▶ **PROBLEMS TO SOLVE**:
(1) In the fusion discussion, which molten salt does CFS use in its blanket?
(2) Continue the fusion discussion from the point where it stops.

START READING PASSAGE

That's why fusion blankets for D-T reactors use lead or beryllium as neutron multipliers. CFS for example uses FLiBe molten salt. Doing it this way a tokamak can not only sustain its own tritium supply, but periodically provide startup fuel for additional reactors.
Initial tritium load for a small, high-field reactor like CFS is much smaller than for ITER. And I'll note that the paper you linked has this conclusion:
> The preliminary results suggest that initial operation in D–D with continual feedback into the plasma of the tritium produced enables a fusion reactor designed solely for D–T operation to start-up in an acceptably short time-scale without the need for any external tritium source.
Ok, let's talk about that. For those who are not familiar, CFS stands for Commonwealth Fusion Systems, as startup with links to MIT. CFS aims to build a fusion reactor similar to ITER, but many times smaller, the secret sauce being that they use superconductors to achieve high magnetic fields. Back in 2022 some of the MIT guys got an ARPA-E grant to investigate the use of FLiBe to achieve atritium breeding ratio higher than 1 [1]. The results are in [2], they were published in January 2025. Here are some quotes:
> The long-term goal of LIBRA is to demonstrate a TBR ⩾ 1 in a large volume (1000 kg ∼ 500 l) of FLiBe molten salt using D–T neutron generators. Note that a full-scale LIB in an ARC-class FPP will require ∼250 000 l of FLiBe, hence the importance of understanding tritium behavior in large salt volumes.

END READING PASSAGE
START SOURCE INFORMATION

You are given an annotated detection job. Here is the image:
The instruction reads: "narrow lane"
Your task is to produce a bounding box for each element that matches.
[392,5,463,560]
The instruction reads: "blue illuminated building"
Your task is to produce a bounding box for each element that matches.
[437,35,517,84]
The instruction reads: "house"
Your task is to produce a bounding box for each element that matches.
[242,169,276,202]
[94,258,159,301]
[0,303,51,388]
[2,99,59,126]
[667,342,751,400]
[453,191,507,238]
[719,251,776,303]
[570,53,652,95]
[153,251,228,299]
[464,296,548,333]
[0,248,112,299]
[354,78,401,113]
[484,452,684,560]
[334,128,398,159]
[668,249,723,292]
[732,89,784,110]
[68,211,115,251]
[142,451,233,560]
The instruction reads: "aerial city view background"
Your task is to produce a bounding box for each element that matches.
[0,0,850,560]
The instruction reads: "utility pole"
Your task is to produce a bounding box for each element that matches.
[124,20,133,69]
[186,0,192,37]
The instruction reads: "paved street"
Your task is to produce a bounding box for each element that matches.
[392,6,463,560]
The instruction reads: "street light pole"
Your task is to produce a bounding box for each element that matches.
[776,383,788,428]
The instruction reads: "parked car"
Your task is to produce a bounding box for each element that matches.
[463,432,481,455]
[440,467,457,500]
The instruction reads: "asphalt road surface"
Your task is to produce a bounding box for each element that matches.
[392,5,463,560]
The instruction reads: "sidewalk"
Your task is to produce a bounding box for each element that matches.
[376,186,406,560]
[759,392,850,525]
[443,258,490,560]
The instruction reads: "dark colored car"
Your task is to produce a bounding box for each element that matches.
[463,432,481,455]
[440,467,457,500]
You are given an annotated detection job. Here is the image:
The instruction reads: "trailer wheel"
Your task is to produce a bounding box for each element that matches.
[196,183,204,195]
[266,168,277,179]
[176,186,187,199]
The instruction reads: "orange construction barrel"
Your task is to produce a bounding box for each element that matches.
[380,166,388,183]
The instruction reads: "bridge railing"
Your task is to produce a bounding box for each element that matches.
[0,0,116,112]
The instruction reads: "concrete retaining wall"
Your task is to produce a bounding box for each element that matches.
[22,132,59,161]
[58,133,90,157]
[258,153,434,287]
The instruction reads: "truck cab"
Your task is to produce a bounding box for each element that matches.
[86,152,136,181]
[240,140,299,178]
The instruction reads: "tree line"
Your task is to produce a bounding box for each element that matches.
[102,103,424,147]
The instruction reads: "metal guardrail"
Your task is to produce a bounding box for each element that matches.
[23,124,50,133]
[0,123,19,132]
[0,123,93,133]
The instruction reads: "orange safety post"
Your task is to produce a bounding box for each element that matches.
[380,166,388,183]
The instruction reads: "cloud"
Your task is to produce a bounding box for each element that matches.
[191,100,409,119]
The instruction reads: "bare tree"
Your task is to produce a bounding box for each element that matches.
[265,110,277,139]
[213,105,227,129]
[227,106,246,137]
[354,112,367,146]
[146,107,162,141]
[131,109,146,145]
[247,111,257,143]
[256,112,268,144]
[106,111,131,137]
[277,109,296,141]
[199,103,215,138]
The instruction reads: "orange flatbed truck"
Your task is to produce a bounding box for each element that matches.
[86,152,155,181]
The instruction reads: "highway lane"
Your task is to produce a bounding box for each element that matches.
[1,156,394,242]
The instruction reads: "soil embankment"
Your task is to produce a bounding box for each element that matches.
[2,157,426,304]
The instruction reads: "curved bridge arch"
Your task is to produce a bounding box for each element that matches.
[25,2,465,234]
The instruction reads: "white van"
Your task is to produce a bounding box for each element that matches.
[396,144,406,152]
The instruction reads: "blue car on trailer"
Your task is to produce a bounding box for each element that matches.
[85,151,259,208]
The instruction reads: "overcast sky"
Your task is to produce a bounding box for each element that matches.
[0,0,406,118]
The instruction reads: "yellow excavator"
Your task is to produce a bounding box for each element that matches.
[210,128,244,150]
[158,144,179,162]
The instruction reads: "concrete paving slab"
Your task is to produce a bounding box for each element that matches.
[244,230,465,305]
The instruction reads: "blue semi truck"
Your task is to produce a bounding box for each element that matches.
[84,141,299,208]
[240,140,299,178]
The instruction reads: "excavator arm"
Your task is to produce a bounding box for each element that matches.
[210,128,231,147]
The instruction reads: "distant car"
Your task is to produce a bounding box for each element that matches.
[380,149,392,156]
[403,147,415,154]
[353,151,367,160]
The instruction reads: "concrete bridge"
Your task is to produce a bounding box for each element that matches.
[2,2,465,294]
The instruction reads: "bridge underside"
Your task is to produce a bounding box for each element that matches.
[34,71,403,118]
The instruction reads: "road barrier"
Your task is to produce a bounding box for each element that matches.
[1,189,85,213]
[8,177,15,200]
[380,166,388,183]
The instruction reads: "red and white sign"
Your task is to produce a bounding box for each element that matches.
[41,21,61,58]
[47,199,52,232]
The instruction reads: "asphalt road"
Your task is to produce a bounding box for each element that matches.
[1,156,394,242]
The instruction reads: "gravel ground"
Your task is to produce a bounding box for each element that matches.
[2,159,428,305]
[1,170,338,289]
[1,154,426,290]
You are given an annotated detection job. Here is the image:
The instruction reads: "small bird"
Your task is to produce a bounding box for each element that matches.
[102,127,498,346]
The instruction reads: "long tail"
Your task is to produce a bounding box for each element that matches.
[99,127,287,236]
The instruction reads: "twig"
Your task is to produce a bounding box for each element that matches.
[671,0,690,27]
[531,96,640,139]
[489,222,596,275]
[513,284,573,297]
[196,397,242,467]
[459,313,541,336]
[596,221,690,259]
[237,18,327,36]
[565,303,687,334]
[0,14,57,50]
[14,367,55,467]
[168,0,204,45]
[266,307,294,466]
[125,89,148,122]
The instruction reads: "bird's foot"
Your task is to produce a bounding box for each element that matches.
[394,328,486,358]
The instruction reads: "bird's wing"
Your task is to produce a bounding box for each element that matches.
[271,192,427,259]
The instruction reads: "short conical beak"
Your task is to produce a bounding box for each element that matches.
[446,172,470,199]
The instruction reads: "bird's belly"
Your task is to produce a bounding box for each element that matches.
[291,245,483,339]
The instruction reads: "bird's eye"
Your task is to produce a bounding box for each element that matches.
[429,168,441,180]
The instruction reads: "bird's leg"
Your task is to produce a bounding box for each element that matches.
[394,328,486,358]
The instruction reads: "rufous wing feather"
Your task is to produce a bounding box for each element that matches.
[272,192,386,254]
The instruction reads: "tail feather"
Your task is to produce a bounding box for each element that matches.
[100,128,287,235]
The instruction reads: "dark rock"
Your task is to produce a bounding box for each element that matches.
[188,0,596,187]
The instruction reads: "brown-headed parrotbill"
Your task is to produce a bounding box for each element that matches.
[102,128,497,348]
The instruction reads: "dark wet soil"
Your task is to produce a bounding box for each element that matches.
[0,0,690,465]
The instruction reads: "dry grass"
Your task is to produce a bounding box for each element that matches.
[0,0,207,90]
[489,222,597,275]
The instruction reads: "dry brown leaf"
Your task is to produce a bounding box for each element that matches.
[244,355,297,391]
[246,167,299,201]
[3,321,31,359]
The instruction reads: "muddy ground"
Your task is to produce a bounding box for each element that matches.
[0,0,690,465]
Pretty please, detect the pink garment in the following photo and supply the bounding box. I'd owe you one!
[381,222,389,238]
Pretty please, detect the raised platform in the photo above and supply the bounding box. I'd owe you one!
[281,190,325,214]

END SOURCE INFORMATION
START SOURCE INFORMATION

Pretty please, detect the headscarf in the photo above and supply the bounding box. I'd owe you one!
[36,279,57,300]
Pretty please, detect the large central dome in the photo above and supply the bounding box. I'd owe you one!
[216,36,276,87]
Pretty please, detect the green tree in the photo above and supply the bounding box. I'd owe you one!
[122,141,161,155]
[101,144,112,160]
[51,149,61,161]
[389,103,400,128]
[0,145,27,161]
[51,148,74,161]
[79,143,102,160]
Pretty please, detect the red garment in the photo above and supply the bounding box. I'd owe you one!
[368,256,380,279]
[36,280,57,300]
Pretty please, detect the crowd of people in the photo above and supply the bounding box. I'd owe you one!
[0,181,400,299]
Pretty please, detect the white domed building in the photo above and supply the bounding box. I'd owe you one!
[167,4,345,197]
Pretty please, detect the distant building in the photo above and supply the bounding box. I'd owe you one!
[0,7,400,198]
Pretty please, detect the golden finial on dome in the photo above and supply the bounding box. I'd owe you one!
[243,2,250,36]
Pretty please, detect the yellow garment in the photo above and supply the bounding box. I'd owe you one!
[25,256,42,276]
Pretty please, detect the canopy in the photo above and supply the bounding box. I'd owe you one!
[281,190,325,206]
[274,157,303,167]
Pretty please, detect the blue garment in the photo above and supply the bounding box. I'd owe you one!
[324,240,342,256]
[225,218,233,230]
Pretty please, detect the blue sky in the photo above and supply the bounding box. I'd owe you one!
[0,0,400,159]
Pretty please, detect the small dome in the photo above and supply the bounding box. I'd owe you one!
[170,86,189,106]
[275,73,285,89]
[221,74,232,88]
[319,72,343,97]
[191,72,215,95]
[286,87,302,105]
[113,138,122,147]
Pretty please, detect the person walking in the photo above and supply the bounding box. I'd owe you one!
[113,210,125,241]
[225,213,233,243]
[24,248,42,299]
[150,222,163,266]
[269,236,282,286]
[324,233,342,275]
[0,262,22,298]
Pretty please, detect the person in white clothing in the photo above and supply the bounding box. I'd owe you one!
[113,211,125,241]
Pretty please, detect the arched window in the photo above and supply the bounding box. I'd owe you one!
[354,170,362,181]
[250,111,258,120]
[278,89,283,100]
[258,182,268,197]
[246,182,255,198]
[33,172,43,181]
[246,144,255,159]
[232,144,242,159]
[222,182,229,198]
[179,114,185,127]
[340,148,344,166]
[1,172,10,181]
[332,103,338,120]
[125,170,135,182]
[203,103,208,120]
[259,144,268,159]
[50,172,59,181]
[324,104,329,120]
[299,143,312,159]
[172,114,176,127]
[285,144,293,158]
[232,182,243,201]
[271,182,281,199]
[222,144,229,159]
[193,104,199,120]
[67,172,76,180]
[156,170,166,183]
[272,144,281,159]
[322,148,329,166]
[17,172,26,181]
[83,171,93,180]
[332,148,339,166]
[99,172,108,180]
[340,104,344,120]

END SOURCE INFORMATION

▶ **RESPONSES TO THE TASKS**:
(1) FLiBe molten salt.

(2)
ARC is the fusion reactor designed by CFS. This paper states that it will need 250000 liters of FLiBe. This is an insane amount. To understand how large this amount is, consider this: this ARPA-E project that took 3 years, used a quantity of 100 ml, so 0.1 liters.
Anyway, what breeding ratio was achieved? 3.57 x 10^(-4), or 0.0357%. It's a long way to go from here to 1.
I'm not saying it's impossible, but too many things related to fusion are just "engineering details".
Wow. The ARC reactor is supposed to deliver 270 MWe (when/if it will be built) [1]. So 20% of the world annual production of beryllium for one power plant that would deliver about one quarter of the power of an AP-1000 fission reactor.
Beryllium is very efficient as a neutron multiplier, but it is also extremely rare. It would not be acceptable as a consumable for energy production, as it is much more useful for other purposes.
In the Solar System, the abundance of beryllium is similar to that of gold and of the platinum-group metals. On Earth, the scarcity of beryllium is less obvious only because it is concentrated in the continental crust, where it is relatively easily accessible, even if its amount in the entire Earth is much smaller.
Lead neutron multipliers would be preferable, because they only inter-convert isotopes of lead, so it is not destroyed, like beryllium.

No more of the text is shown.